** PASSAGE PROVIDED **
* * * *

Storage service- Administrator instructions¶
The Archivematica Storage Service allows the configuration of storage spaces associated with multiple Archivematica pipelines. It allows a storage administrator to configure what storage is available to each Archivematica installation, both locally and remote.
On this page:
- Storage Service entities and organization
- Archivematica Configuration
- Spaces
- Locations
- Pipelines
- Packages
- Administration
Storage Service entities and organization¶
Pipelines¶
A pipeline refers to a single installation of an Archivematica dashboard. The Storage Service can be used to configure spaces and locations across multiple Archivematica pipelines.
Spaces¶
A space models a specific storage device. That device might be a locally- accessible disk, a network share, or a remote system accessible via a protocol like FEDORA, SWIFT, DuraCloud, or LOCKSS. The space provides the Storage Service with configuration to read and/or write data stored within itself.
Packages are not stored directly inside a space; instead, packages are stored within locations, which are organized subdivisions of a space.
Locations¶
A location is a subdivision of a space. Each location is assigned a specific purpose, such as AIP storage, DIP storage, transfer source or transfer backlog, in order to provide an organized way to structure content within a space.

* * * *

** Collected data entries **
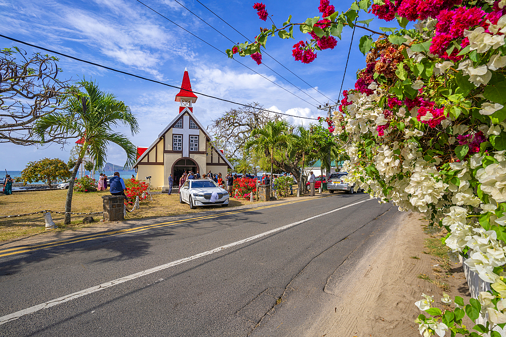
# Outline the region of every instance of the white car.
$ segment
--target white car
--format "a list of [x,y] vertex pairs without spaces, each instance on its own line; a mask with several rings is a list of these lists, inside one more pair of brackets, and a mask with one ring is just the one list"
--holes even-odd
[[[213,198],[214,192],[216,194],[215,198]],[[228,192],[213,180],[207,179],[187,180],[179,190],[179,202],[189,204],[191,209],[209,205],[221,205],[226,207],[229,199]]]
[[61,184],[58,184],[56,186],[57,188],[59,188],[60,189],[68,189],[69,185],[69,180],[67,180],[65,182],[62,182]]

* * * *

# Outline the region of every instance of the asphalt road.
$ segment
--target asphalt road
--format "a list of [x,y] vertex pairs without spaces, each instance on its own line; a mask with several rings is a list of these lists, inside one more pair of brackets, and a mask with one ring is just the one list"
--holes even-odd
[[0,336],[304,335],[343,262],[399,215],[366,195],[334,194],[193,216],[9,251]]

* * * *

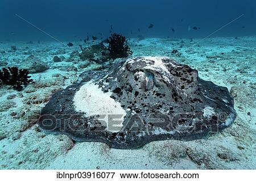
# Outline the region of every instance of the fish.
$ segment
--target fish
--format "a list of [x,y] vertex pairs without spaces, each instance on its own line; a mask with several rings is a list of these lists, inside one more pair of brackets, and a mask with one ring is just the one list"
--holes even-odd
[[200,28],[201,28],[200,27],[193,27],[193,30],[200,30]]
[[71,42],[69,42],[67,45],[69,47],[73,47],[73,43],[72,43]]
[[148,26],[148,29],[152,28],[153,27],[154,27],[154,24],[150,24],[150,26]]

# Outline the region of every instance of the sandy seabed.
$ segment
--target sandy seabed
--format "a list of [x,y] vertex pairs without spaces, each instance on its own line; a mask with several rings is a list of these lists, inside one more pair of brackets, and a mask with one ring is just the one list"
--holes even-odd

* * * *

** SET TASK **
Write the next part of the Archivematica Storage Service page, starting right after its last sentence about locations. The records play no part in what comes next.

** EXERCISE ANSWER **
Packages¶
The Storage Service is oriented to storing packages. A “package” is a bundle of one or more files transferred from an external service; for example, a package may be an AIP, a backlogged transfer, or a DIP. Each package is stored in a location.
Archivematica Configuration¶
When installing Archivematica, options to configure it with the Storage Service will be presented.
If you have installed the Storage Service at a different URL, you may change that here.
The top button ‘Use default transfer source & AIP storage locations’ will attempt to automatically configure default Locations for Archivematica, register a new Pipeline, and generate an error if the Storage Service is not available. Use this option if you want the Storage Service to automatically set up the configured default values.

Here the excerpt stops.